= WHAT TO DO =
Which lines in the entries below contain the word "rock"? Pick out each of them and copy it in full.
++++++++
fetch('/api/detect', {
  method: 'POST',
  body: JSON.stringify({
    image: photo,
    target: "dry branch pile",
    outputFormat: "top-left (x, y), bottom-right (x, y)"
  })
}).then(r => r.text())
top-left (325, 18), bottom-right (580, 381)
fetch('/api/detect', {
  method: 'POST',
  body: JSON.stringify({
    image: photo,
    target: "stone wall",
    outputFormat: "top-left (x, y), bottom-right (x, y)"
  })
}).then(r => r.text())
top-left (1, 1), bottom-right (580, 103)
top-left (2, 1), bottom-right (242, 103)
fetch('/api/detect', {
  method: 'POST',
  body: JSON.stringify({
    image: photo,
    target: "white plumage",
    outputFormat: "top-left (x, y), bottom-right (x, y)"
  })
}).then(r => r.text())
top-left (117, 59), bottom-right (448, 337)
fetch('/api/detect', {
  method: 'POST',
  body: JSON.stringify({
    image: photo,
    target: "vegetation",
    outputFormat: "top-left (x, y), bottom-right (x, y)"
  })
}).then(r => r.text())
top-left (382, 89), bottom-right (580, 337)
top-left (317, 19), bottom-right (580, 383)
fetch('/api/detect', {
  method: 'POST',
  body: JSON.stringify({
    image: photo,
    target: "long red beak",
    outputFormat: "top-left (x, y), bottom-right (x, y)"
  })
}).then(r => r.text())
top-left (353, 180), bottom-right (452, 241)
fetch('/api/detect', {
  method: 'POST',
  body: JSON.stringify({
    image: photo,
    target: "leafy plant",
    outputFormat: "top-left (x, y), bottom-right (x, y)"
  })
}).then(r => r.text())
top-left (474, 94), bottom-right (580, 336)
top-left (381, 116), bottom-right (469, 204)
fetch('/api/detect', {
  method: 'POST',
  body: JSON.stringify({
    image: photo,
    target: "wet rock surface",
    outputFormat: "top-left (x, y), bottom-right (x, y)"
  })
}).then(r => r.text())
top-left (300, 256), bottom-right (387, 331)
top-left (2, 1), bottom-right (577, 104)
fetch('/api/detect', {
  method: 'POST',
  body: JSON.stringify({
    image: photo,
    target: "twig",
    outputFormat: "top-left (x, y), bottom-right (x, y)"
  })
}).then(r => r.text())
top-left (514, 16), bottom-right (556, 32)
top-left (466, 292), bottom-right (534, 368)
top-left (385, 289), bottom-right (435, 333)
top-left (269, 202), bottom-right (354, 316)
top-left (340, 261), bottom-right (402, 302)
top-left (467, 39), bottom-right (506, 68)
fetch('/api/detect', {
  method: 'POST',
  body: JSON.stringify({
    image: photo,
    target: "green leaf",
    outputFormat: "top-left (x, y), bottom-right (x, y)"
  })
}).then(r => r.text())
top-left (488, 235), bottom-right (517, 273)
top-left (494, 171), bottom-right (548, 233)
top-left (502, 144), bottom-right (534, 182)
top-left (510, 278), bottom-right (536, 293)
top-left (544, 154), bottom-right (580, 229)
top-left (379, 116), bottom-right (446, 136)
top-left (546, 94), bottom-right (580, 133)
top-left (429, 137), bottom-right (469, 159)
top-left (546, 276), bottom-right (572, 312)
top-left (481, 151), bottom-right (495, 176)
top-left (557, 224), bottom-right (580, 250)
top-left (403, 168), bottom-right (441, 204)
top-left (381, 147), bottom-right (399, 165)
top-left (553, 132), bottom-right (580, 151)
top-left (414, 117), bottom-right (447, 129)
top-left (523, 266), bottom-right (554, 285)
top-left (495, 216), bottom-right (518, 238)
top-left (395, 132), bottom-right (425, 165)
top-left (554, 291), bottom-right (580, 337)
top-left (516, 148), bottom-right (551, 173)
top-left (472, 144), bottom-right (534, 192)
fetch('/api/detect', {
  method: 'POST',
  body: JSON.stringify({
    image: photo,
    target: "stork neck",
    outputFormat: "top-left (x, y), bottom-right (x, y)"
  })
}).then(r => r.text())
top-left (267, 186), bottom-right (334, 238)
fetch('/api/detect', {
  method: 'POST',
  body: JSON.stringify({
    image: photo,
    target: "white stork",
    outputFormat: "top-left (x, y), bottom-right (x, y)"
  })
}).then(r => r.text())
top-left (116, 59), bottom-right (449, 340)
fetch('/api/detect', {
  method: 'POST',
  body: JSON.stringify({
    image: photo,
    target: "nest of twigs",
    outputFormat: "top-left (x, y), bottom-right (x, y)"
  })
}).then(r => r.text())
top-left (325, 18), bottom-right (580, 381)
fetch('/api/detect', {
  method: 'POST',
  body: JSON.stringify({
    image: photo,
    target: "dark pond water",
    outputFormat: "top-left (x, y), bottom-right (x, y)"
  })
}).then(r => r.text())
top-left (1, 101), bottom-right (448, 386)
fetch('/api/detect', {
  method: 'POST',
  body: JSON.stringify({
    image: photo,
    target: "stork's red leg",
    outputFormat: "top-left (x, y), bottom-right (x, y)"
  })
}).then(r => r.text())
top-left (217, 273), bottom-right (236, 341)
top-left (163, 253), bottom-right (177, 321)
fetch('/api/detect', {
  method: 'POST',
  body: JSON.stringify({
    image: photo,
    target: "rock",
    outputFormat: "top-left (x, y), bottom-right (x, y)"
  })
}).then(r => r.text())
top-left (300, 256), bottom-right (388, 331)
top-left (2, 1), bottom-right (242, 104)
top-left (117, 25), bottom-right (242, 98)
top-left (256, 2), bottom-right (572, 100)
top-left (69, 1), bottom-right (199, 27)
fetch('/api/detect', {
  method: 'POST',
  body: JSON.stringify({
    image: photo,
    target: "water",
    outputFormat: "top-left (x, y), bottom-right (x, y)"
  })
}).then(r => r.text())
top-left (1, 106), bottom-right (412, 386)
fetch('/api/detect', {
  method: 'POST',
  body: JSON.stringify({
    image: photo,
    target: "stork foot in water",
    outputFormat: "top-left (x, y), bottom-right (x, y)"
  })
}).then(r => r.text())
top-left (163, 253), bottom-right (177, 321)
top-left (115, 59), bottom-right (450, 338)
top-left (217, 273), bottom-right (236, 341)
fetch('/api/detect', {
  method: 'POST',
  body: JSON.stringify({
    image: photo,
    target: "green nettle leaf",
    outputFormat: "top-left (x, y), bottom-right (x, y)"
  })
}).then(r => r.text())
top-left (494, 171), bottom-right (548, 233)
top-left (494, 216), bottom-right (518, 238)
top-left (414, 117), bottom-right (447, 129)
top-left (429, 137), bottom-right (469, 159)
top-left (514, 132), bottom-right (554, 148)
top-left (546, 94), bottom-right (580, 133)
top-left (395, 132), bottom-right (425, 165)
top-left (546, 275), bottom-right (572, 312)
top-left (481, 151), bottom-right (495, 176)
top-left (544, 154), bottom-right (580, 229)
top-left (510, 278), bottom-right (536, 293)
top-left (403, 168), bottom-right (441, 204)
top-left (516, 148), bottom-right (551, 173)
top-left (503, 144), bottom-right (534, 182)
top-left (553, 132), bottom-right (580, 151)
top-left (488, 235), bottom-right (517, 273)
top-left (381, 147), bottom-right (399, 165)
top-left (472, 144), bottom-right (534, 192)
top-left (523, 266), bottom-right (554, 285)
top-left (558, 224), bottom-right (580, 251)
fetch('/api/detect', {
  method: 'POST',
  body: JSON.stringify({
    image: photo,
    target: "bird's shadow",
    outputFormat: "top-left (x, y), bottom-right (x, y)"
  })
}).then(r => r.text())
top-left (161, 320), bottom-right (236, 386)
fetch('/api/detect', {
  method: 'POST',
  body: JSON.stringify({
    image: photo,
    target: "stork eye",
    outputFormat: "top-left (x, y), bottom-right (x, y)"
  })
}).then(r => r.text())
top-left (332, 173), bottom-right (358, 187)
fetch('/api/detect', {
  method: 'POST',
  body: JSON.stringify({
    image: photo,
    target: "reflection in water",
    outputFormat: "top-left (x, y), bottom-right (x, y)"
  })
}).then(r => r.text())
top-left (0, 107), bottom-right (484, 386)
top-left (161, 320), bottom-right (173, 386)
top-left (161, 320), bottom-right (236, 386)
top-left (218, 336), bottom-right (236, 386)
++++++++
= OUTPUT BELOW =
    target: "wet rock surface",
    target: "rock",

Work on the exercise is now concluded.